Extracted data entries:
§ §
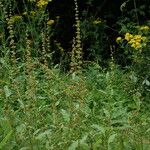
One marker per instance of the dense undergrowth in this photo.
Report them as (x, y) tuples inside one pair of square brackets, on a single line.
[(46, 109), (90, 107)]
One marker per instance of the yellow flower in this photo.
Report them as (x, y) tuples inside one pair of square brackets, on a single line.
[(144, 28), (119, 39), (50, 22)]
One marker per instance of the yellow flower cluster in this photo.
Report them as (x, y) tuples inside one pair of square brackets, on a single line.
[(144, 28), (42, 3), (136, 41), (13, 19)]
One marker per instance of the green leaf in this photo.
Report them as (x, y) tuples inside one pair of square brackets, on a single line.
[(7, 137), (43, 135), (98, 128)]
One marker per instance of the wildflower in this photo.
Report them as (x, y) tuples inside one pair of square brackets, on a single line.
[(14, 19), (144, 28), (32, 13), (97, 22), (50, 22), (119, 39), (24, 13), (128, 36), (42, 3)]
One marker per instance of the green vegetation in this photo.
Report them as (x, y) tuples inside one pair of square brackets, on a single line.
[(96, 104)]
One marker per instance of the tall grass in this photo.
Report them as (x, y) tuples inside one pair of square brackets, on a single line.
[(42, 108)]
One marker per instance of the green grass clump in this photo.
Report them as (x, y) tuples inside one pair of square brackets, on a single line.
[(46, 109)]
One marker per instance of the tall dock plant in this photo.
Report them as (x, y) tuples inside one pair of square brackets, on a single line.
[(76, 54)]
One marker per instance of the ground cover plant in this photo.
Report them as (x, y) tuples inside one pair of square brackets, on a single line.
[(94, 95)]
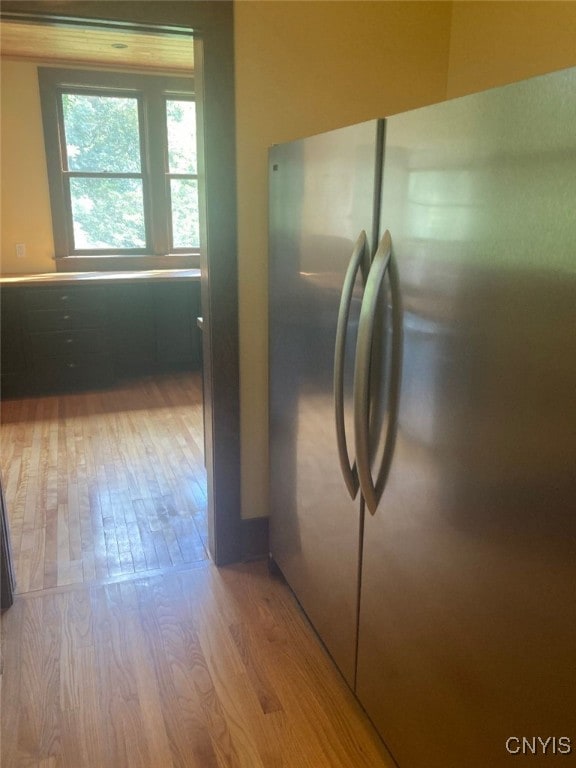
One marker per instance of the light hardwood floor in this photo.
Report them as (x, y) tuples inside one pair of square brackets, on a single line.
[(101, 484), (166, 662)]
§ §
### What is expected
Copy every line above word for word, keeping the same order. Leave out the pictures.

### Response to the task
One marker per instance of the dense undergrowth in this photo.
Report them as (x, y) tuples inside one pair of square brackets, on a single line.
[(46, 109), (90, 107)]
One marker per instance of the yellow flower in this photo.
Report them as (x, y) tuples inside one pair of square brackets, on a single line.
[(144, 28), (119, 39), (50, 22)]
One marker per instance of the yellow flower cluster in this photo.
Report them as (x, y) tuples inside one pair of square brackets, on a single line.
[(144, 28), (42, 3), (136, 41), (13, 19)]
One marker per instance of the green leaf in this photo.
Report them as (x, y) tuples inside one pair of square brackets, on a single line.
[(7, 137), (43, 135), (98, 128)]
One marker per instance of the wildflower in this photo.
Report them as (x, y) tuples inside one pair of square brackets, on a single line.
[(14, 19), (144, 28), (32, 13), (97, 22), (50, 22), (119, 39), (24, 13), (128, 36), (42, 3)]
One marker per instance of the green vegetation in this photo.
Report them as (x, y) tuples inside one pair of square brackets, on a single line.
[(96, 104)]
One marker per instance of the tall grass in this photo.
Report them as (x, y) tuples inside one pair of square brackets, on a single line.
[(42, 108)]
One marker per instance of the green grass clump in this photo.
Report them as (x, y) tuples inside one pair of square brackets, on a single line.
[(46, 109)]
One marker per instance of the tall dock plant in this photo.
Report them as (x, y) tuples inside one pair of square brackets, on a single line.
[(76, 54)]
One marker per instance of the ground cover plant in this photo.
Report them as (x, y) tuples inside one pair of square brackets, on a single line.
[(94, 95)]
One marker per instance of the light hardwood floor in this photo.
Report them as (x, y) tuples inside one pair of square brackets, on a single line.
[(101, 484), (166, 662)]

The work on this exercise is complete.